[Given exercise] Reproduce the entries below in full, replacing every occurrence of "keypoint" with "marker" and leaving all other text unchanged.

>> start Given data

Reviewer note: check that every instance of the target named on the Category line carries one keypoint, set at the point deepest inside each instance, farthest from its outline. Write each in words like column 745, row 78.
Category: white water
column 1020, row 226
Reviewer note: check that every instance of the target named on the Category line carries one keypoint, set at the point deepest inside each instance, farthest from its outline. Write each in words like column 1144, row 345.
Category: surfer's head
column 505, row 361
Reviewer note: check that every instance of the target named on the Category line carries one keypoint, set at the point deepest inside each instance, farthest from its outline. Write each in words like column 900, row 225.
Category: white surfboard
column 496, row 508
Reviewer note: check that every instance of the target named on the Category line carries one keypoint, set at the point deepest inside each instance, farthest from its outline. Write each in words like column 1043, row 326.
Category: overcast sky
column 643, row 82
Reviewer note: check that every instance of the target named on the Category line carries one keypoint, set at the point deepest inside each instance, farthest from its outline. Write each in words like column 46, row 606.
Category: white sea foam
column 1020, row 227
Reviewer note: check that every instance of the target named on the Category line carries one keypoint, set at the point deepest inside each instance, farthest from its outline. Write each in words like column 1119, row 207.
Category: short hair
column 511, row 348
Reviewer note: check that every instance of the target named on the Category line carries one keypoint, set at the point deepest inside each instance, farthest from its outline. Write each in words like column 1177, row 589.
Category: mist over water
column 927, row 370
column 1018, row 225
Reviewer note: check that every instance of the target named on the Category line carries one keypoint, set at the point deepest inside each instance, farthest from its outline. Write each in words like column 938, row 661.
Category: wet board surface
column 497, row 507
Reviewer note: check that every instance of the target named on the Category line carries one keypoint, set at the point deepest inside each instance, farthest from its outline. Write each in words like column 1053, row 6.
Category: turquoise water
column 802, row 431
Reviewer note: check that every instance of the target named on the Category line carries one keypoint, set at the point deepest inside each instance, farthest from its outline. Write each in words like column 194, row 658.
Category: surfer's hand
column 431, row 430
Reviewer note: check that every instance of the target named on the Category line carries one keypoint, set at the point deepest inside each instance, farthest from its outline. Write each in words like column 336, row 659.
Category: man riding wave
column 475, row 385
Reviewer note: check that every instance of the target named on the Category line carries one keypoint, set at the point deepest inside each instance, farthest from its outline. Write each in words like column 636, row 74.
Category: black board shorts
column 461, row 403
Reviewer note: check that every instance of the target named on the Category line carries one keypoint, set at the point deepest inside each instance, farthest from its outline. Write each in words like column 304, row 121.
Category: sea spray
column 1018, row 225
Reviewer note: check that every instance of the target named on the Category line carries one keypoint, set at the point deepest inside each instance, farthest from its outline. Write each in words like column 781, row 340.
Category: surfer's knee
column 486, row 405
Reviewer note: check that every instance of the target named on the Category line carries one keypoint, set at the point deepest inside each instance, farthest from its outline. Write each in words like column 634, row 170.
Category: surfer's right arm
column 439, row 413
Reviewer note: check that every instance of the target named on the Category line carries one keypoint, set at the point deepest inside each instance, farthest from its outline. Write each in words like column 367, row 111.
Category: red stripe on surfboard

>> end Given data

[Complete output]
Reviewer note: check that every instance of the target named on the Category line carries one marker, set at the point deepest inside each instance, farthest from its outline. Write each in words like column 745, row 78.
Category: white water
column 1020, row 226
Reviewer note: check that every instance of the target named on the Category line carries one marker, set at the point deepest inside each instance, farthest from its outline. Write each in words like column 1144, row 345.
Category: surfer's head
column 505, row 361
Reviewer note: check that every instance of the target named on the Category line carries one marker, set at the point deepest inside each instance, farthest from its outline. Write each in words like column 900, row 225.
Category: white surfboard
column 496, row 508
Reviewer note: check that every instance of the target named on the Category line carries one marker, set at the point deepest inside each instance, farthest from its outline. Write each in words like column 1043, row 326.
Category: overcast sky
column 643, row 82
Reviewer note: check that every instance of the target named on the Category line carries one marker, set at the point deepest inside each instance, farthest from its outline. Write each in words like column 46, row 606.
Category: white sea foam
column 1020, row 227
Reviewer note: check that every instance of the target named on the Category line carries one marker, set at the point deepest inside each instance, farthest from its outline. Write each in words like column 1119, row 207.
Category: short hair
column 511, row 348
Reviewer note: check that every instance of the target named on the Category line carries one marker, set at the point deepest inside each instance, farthest from its outline. Write each in words like column 1177, row 589.
Category: mist over water
column 927, row 370
column 1018, row 225
Reviewer note: check that every instance of the target named on the Category line carries one marker, set at the point deepest inside each instance, farthest from its outline. Write each in words like column 938, row 661.
Category: wet board surface
column 497, row 507
Reviewer note: check that every instance of the target named on the Category line carries one marker, set at the point deepest inside each instance, farthest from its outline. Write each in words like column 1053, row 6.
Category: turquoise water
column 802, row 431
Reviewer note: check that every instance of the target named on the Category line carries one marker, set at the point deepest inside each instance, farthest from its outline. Write each in words like column 194, row 658.
Category: surfer's hand
column 431, row 430
Reviewer note: check that every instance of the target named on the Category line carries one marker, set at the point deepest inside each instance, farthest from its outline. Write each in words like column 336, row 659.
Category: man riding wave
column 475, row 385
Reviewer note: check that every instance of the target named on the Category line carries one marker, set at the point deepest inside each instance, farthest from its outline. Write each in words like column 636, row 74.
Category: black board shorts
column 461, row 403
Reviewer note: check that every instance of the target named on the Category line carries one marker, set at the point deepest inside each instance, farthest from its outline. Write each in words like column 304, row 121.
Category: sea spray
column 1018, row 225
Reviewer note: check that every instance of the target named on the Category line carries one marker, set at the point deepest inside each instance, farthest from its outline. Write each in words like column 781, row 340.
Category: surfer's knee
column 486, row 405
Reviewer note: check that every instance of the target named on the Category line carries one marker, set at the point deepest inside each instance, farthest from its outline. Write each in words like column 634, row 170.
Category: surfer's right arm
column 439, row 413
Reviewer note: check that every instance of the target named on the Category line carries one marker, set at the point deepest inside each instance, farthest from its outline. Write each in words like column 367, row 111.
Category: red stripe on surfboard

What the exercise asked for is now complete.